*Records*.
§
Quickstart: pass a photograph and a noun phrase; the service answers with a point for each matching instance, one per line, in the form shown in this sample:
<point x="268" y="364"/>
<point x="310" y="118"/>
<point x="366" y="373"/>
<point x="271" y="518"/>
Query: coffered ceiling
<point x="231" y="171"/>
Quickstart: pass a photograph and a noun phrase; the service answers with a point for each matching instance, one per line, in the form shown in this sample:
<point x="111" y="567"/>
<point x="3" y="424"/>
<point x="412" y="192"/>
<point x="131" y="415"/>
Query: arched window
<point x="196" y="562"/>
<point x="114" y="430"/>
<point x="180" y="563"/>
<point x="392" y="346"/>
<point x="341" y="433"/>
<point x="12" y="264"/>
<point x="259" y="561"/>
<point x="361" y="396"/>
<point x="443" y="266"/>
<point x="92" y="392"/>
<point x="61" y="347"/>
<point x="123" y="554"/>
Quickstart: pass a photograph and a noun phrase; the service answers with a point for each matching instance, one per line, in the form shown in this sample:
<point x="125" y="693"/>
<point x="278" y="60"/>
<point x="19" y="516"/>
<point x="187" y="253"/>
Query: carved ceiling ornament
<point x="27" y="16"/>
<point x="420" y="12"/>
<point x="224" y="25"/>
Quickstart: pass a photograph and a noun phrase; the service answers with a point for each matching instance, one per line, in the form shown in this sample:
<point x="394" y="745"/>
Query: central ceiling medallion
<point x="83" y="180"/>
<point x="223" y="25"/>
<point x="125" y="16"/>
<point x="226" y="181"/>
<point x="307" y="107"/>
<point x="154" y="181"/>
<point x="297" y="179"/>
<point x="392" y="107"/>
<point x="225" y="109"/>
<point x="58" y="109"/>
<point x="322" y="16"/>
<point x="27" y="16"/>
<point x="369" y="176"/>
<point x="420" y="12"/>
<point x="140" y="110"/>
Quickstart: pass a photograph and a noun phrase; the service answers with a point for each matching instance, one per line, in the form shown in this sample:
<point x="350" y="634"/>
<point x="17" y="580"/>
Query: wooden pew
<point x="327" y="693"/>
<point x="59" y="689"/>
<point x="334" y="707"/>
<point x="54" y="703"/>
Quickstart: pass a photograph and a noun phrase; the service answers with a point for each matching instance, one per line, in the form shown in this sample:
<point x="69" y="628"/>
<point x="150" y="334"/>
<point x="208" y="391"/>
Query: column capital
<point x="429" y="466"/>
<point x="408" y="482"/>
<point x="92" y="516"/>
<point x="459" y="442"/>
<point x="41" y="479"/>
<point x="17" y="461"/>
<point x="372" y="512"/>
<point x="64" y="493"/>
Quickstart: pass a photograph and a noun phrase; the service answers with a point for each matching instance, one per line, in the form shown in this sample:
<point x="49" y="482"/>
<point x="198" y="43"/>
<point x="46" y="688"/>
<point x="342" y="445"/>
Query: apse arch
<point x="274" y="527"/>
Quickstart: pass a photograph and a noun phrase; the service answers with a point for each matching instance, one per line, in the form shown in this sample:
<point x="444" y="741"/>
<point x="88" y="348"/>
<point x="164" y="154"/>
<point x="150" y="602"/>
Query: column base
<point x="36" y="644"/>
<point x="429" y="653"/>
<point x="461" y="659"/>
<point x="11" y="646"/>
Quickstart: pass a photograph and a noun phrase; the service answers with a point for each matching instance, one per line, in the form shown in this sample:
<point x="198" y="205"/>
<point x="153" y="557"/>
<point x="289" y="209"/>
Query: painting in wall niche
§
*Problem requirements*. The listing above should be returned in full, exactly as shown.

*Response*.
Quickstart: pass a photograph and a noun phrase; the service answers with a point for each matching instance, one per line, in the form shown in this sample:
<point x="268" y="364"/>
<point x="310" y="118"/>
<point x="366" y="373"/>
<point x="271" y="518"/>
Query: coffered ceiling
<point x="231" y="171"/>
Quickstart: pass a photograph and a noun phrase; the service answers with a point for each matching instance, one per line, in the form shown in this sample:
<point x="111" y="567"/>
<point x="3" y="424"/>
<point x="412" y="192"/>
<point x="131" y="415"/>
Query: arched window
<point x="196" y="562"/>
<point x="114" y="430"/>
<point x="180" y="563"/>
<point x="392" y="346"/>
<point x="341" y="433"/>
<point x="12" y="264"/>
<point x="259" y="561"/>
<point x="361" y="396"/>
<point x="443" y="266"/>
<point x="92" y="392"/>
<point x="61" y="347"/>
<point x="123" y="554"/>
Quickstart: pass a photograph and a noun phrase; the service answers with a point for each matching instance, one per line, in the form shown in this sample:
<point x="125" y="693"/>
<point x="278" y="60"/>
<point x="19" y="516"/>
<point x="187" y="253"/>
Query: carved ceiling ornament
<point x="27" y="16"/>
<point x="420" y="12"/>
<point x="224" y="25"/>
Quickstart: pass a photograph and a noun phrase; the service answers with a point for each matching instance, one per line, in the form shown in this sample:
<point x="394" y="745"/>
Query: central ceiling medallion
<point x="83" y="180"/>
<point x="223" y="25"/>
<point x="125" y="16"/>
<point x="226" y="181"/>
<point x="307" y="107"/>
<point x="154" y="181"/>
<point x="297" y="179"/>
<point x="392" y="107"/>
<point x="225" y="109"/>
<point x="58" y="109"/>
<point x="322" y="16"/>
<point x="27" y="16"/>
<point x="369" y="176"/>
<point x="420" y="12"/>
<point x="140" y="110"/>
Quickstart: pass a photograph and a noun phrase; the service answers with a point for each matching instance, one per line, in the form shown in this sample:
<point x="350" y="634"/>
<point x="17" y="580"/>
Query: wooden pew
<point x="327" y="693"/>
<point x="59" y="689"/>
<point x="334" y="707"/>
<point x="54" y="703"/>
Quickstart: pass a photograph and a noun phrase; the service answers with a point for each matching instance, one per line, in the form shown in this sample:
<point x="69" y="628"/>
<point x="150" y="334"/>
<point x="208" y="391"/>
Query: column capital
<point x="429" y="466"/>
<point x="408" y="482"/>
<point x="92" y="516"/>
<point x="459" y="442"/>
<point x="41" y="479"/>
<point x="17" y="461"/>
<point x="372" y="512"/>
<point x="64" y="493"/>
Quickstart: pass a photograph and a noun phrase; the service answers with a point for each matching instance, one per line, in the form shown in this sample:
<point x="49" y="482"/>
<point x="198" y="43"/>
<point x="46" y="688"/>
<point x="342" y="445"/>
Query: apse arch
<point x="274" y="527"/>
Quickstart: pass a photograph and a noun phrase; the service answers with a point for each matching instance, one per line, in the form shown in this sample:
<point x="444" y="741"/>
<point x="88" y="348"/>
<point x="164" y="154"/>
<point x="150" y="602"/>
Query: column base
<point x="36" y="644"/>
<point x="429" y="653"/>
<point x="461" y="659"/>
<point x="11" y="646"/>
Quickstart: pass a photograph and a noun phrase; the service answers with a point for each matching instance, one per line, in the form shown in this sample:
<point x="198" y="205"/>
<point x="153" y="557"/>
<point x="289" y="209"/>
Query: painting in wall niche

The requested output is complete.